STATED EXERCISE 1: From the Python text, extract the passage that begins at the words "Subsequently, if any" and stops after the words "presumably desired behavior?", copying it without any change.

TEXT SECTION:

________

The key to the answer is that, in Python, class variables are internally handled as dictionaries. If a variable name is not found in the dictionary of the current class, the class hierarchy (i.e., its parent classes) are searched until the referenced variable name is found (if the referenced variable name is not found in the class itself or anywhere in its hierarchy, an AttributeError occurs).

Therefore, setting x = 1 in the Parent class makes the class variable x (with a value of 1) referenceable in that class and any of its children. That’s why the first print statement outputs 1 1 1.

Subsequently, if any of its child classes overrides that value (for example, when we execute the statement Child1.x = 2), then the value is changed in that child only. That’s why the second print statement outputs 1 2 1.

Finally, if the value is then changed in the Parent (for example, when we execute the statement Parent.x = 3), that change is reflected also by any children that have not yet overridden the value (which in this case would be Child2). That’s why the third print statement outputs 3 2 3.

What will be the output of the code below? Explain your answer.

def multipliers():
  return [lambda x : i * x for i in range(4)]
print [m(2) for m in multipliers()]

How would you modify the definition of multipliers to produce the presumably desired behavior?

Answer:

The output of the above code will be [6, 6, 6, 6] (not [0, 2, 4, 6]).

The reason for this is that Python’s closures are late binding. This means that the values of variables used in closures are looked up at the time the inner function is called. So as a result, when any of the functions returned by multipliers() are called, the value of i is looked up in the surrounding scope at that time. By then, regardless of which of the returned functions is called, the for loop has completed and i is left with its final value of 3. Therefore, every returned function multiplies the value it is passed by 3, so since a value of 2 is passed in the above code, they all return a value of 6 (i.e., 3 x 2).

(Incidentally, as pointed out in The Hitchhiker’s Guide to Python, there is a somewhat widespread misconception that this has something to do with lambdas, which is not the case. Functions created with a lambda expression are in no way special and the same behavior is exhibited by functions created using an ordinary def.)

Below are a few examples of ways to circumvent this issue.

One solution would be use a Python generator as follows:

def multipliers():
  for i in range(4): yield lambda x : i * x 

Another solution is to create a closure that binds immediately to its arguments by using a default argument. For example:

def multipliers():
  return [lambda x, i=i : i * x for i in range(4)]

Or alternatively, you can use the functools.partial function:

from functools import partial
from operator import mul
def multipliers():
  return [partial(mul, i) for i in range(4)]

What will be the output of the code below? Explain your answer.

________

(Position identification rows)
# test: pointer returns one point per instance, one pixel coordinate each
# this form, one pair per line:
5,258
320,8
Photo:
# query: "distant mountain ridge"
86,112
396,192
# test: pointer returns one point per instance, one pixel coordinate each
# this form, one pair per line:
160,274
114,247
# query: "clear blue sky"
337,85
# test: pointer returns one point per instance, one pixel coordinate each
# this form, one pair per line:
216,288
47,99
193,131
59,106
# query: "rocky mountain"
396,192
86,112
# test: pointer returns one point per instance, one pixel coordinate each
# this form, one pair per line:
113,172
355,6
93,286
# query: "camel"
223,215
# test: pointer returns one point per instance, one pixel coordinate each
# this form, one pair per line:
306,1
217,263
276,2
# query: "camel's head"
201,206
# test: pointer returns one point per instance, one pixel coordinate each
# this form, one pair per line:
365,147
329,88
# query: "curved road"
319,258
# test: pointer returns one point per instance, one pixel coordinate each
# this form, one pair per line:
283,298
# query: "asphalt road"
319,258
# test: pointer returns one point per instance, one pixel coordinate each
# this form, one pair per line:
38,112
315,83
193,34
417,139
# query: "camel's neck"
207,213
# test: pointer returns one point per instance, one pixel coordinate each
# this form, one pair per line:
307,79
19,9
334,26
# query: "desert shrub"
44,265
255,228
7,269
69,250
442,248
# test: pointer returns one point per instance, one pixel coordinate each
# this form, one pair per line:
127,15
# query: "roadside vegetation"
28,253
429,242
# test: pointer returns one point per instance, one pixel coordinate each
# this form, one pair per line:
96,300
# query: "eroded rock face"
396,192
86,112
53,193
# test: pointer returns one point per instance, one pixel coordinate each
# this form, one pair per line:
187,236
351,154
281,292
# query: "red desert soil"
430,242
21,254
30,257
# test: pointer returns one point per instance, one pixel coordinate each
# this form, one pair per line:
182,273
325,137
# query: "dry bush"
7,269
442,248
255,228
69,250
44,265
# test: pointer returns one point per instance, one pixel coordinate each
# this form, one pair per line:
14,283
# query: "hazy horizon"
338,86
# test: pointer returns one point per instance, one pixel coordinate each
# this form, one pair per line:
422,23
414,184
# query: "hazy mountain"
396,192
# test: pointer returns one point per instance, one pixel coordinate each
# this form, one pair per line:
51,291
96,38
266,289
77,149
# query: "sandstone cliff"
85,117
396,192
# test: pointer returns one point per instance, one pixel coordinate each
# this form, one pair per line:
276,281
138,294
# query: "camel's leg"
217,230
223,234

________

STATED EXERCISE 2: Show every line of the rows that contains the string "mountain", treating uppercase and lowercase letters as different.

WRITTEN ANSWER 1:
Subsequently, if any of its child classes overrides that value (for example, when we execute the statement Child1.x = 2), then the value is changed in that child only. That’s why the second print statement outputs 1 2 1.

Finally, if the value is then changed in the Parent (for example, when we execute the statement Parent.x = 3), that change is reflected also by any children that have not yet overridden the value (which in this case would be Child2). That’s why the third print statement outputs 3 2 3.

What will be the output of the code below? Explain your answer.

def multipliers():
  return [lambda x : i * x for i in range(4)]
print [m(2) for m in multipliers()]

How would you modify the definition of multipliers to produce the presumably desired behavior?

WRITTEN ANSWER 2:
# query: "distant mountain ridge"
# query: "rocky mountain"
# query: "hazy mountain"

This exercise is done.